### Requisito 1
Qual é o título do artigo que, conforme o trecho, se baseia nas observações de Jonathan Haidt?
### Requisito 2
Selecione, nas entradas, todas as linhas em que aparece a palavra "silver".

É urgente a proibição de celulares nas escolas pois seu uso interfere no aprendizado e também na sociabilização

Leticia Lyle* Publicado em 29/05/2024, às 06h00

A escola deve desempenhar um papel ativo, restringindo o uso de dispositivos móveis em sala de aula
A escola deve desempenhar um papel ativo, restringindo o uso de dispositivos móveis em sala de aula

Na última década, testemunhamos uma transformação radical na estrutura da infância - uma mudança não, necessariamente, marcada por avanços significativos na pedagogia ou na compreensão psicológica, mas pelo advento e pela dominação quase completa dos smartphones e das redes sociais na vida diária de nossos jovens. O artigo "Os Terríveis Custos de uma Infância Baseada em Celulares", baseado nas observações aprofundadas de Jonathan Haidt, destila um argumento poderoso e perturbador: transformamos nossas crianças em cobaias de um experimento global não regulamentado, cujos resultados estão começando a se revelar, e são assustadores.

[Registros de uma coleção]
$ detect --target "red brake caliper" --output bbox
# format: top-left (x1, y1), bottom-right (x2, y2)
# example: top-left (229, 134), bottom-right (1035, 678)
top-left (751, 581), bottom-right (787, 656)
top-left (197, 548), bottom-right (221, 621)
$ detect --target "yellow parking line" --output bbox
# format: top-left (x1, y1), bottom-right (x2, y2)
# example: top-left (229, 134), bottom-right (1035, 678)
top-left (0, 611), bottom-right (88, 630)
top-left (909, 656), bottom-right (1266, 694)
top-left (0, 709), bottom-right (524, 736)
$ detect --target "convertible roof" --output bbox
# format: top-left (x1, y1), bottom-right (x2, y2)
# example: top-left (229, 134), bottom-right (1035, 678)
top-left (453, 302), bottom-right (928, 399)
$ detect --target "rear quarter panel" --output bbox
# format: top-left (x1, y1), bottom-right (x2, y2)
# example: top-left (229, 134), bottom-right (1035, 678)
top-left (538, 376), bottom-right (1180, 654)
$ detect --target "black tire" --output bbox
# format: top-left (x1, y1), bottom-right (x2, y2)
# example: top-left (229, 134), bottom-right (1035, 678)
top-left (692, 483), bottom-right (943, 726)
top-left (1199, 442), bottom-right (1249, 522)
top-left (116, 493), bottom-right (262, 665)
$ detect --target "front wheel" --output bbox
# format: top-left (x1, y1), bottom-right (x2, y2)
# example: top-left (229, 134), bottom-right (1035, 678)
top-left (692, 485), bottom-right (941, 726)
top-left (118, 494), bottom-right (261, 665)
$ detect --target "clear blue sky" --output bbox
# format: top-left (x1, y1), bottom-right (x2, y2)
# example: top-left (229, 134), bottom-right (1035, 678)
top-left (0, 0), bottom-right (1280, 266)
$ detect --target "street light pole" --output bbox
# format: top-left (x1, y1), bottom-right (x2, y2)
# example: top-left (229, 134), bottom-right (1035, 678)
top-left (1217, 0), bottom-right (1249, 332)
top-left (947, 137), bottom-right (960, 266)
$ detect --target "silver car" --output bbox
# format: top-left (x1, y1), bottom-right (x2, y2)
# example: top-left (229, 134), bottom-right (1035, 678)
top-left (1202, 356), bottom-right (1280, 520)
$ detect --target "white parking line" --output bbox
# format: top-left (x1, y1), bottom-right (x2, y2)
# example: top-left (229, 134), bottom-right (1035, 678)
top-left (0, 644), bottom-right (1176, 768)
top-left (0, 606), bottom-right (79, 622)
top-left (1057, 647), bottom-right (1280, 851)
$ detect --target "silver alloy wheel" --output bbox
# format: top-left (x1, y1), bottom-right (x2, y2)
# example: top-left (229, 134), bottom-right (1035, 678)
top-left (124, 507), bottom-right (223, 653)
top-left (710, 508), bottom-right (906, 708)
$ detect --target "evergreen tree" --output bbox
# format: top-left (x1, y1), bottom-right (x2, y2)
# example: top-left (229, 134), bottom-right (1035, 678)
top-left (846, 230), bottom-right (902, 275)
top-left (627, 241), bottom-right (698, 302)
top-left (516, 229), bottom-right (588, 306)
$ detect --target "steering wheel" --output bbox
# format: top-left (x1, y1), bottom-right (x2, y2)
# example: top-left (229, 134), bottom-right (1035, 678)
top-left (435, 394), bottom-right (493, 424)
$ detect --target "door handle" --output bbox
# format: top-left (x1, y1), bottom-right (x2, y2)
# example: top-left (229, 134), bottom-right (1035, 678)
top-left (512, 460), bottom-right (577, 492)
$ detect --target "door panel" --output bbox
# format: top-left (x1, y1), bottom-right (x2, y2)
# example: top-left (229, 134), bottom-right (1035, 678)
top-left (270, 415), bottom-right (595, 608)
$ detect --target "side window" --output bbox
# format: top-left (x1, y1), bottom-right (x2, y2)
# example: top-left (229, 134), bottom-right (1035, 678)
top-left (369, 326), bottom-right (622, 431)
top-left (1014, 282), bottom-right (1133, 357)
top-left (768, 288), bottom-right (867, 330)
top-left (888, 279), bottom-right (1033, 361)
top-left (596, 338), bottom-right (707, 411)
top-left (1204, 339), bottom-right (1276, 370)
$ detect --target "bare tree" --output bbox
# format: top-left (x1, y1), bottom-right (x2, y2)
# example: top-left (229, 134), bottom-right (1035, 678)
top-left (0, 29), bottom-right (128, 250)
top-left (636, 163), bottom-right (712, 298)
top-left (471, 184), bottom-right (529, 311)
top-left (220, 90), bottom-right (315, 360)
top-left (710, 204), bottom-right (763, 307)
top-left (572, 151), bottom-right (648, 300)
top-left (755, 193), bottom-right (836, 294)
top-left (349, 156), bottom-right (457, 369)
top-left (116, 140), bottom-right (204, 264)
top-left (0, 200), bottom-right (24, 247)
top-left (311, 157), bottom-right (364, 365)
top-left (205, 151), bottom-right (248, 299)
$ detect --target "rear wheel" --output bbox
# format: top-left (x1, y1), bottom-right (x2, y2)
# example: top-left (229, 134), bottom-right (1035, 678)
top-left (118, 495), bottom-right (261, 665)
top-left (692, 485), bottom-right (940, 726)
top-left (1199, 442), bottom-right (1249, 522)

### Resposta escrita 1
"Os Terríveis Custos de uma Infância Baseada em Celulares".

### Resposta escrita 2
$ detect --target "silver car" --output bbox
$ detect --target "silver alloy wheel" --output bbox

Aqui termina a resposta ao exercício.